In this regard, he added that “the bioeconomy is a good example of that transforming vision aimed at promoting sustainable, smart production, drawing on the huge base of natural resources that we possess.”
Otero urged IICA, an institution of the Inter-American System founded 75 years ago, to work to demonstrate that agriculture is an essential part of the solution to a situation he described as “alarming,” as “the food, population, energy and environmental crises pose a threat to hopes of a sustainable future.”
He also stated that IICA would focus its efforts on helping the countries to move beyond the “outdated vision” of agriculture as “an extractivist sector and a generator of primary goods,” and view it instead as “the biomass industry.”
According to the new head of IICA, such an approach would be a paradigm shift, with rural areas playing an active role that would allow them to become areas of progress, with new technologies and connectivity, “reversing the current vision that regards them as places that breed poverty and force their human resources to migrate.”
In Otero’s opinion, the new scenario creates major opportunities for “the 15 million small farmers in the Americas who work 400 million hectares of land and whose viability is under even greater threat due to the consequences of climate change.”

━━━━━━━━

● PROMPT 1:
Answer these questions about the text on IICA's new head, using its own facts:
(a) How many years ago was IICA founded?
(b) How many small farmers in the Americas does Otero mention?
(c) How many hectares of land do those farmers work?
The text and the listing come from unrelated sources.

━━━━━━━━

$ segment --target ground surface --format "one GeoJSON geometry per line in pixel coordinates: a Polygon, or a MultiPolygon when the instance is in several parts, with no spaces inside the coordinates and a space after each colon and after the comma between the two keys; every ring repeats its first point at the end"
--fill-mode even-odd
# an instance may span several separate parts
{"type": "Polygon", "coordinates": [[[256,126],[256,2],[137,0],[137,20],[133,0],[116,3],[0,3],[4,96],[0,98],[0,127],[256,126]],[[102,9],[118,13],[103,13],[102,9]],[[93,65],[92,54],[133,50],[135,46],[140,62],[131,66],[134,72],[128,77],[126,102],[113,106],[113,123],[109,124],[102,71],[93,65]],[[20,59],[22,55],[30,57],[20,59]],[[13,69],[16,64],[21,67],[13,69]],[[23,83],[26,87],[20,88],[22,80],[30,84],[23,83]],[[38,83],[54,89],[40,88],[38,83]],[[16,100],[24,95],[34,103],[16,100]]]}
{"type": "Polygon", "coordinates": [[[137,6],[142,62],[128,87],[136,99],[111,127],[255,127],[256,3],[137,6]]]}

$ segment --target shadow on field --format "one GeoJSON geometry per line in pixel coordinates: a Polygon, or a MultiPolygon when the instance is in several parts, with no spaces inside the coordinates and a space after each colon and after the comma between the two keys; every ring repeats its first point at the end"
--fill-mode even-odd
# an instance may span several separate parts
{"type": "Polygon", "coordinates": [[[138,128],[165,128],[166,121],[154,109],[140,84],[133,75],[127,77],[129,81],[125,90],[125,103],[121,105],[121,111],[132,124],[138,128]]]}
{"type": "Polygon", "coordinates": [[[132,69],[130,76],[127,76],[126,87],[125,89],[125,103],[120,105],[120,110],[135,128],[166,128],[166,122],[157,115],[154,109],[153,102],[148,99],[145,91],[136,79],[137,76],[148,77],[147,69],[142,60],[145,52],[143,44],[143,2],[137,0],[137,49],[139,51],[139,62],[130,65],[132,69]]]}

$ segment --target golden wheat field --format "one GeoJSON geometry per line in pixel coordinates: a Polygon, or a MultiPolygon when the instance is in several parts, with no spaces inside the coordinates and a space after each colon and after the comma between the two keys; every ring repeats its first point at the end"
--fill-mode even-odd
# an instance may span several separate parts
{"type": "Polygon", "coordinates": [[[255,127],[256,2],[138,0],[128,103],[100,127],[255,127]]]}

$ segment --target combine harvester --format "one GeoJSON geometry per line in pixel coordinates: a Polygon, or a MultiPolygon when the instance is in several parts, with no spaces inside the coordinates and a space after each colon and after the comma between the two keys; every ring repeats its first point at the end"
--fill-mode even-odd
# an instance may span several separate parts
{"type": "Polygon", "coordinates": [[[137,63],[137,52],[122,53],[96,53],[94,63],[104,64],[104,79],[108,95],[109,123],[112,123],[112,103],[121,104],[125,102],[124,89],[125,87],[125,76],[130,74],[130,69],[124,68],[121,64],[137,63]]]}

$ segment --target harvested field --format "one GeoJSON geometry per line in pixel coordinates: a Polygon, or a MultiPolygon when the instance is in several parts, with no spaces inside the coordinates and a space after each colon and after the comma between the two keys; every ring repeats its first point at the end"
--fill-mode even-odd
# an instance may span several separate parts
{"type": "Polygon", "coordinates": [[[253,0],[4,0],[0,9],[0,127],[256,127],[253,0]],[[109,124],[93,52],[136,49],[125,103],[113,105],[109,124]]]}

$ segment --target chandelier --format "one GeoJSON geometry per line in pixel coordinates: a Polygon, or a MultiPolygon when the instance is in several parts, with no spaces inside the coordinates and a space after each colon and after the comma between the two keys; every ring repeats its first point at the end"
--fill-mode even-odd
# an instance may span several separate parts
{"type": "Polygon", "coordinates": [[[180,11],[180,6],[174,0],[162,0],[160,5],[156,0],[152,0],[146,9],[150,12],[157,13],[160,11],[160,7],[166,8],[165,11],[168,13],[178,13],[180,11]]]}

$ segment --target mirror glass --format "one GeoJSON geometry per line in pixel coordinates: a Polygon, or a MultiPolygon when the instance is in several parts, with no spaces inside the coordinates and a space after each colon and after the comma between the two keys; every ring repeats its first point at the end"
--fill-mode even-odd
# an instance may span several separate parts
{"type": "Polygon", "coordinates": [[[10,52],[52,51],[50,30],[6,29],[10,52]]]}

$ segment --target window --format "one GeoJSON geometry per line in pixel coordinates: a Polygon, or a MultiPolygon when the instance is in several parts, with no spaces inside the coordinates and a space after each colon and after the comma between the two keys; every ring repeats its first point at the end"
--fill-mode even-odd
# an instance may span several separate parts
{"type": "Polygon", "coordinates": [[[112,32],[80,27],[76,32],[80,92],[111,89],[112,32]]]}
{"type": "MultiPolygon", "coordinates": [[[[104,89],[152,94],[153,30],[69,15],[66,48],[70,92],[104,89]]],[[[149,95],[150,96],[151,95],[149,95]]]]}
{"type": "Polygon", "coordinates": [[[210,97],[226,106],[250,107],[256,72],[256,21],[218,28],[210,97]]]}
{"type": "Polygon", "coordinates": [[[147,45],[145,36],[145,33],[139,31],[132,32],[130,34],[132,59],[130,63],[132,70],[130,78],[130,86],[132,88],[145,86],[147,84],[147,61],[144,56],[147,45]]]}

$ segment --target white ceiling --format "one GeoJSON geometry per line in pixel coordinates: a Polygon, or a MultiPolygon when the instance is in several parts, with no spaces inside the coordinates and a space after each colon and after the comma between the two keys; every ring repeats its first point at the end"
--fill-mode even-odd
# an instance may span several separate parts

━━━━━━━━

● PROMPT 2: Copy the lines of the listing, starting with the line that contains "segment --target white" and going on through the last line of the listing.

● FULL SOLUTION 1:
(a) 75 years ago
(b) 15 million
(c) 400 million hectares

● FULL SOLUTION 2:
$ segment --target white ceiling --format "one GeoJSON geometry per line in pixel coordinates: a Polygon, or a MultiPolygon when the instance is in several parts, with no spaces inside the coordinates and a space after each colon and after the comma between the two keys; every ring repeats its first point at the end"
--fill-mode even-odd
# an instance may span several separate parts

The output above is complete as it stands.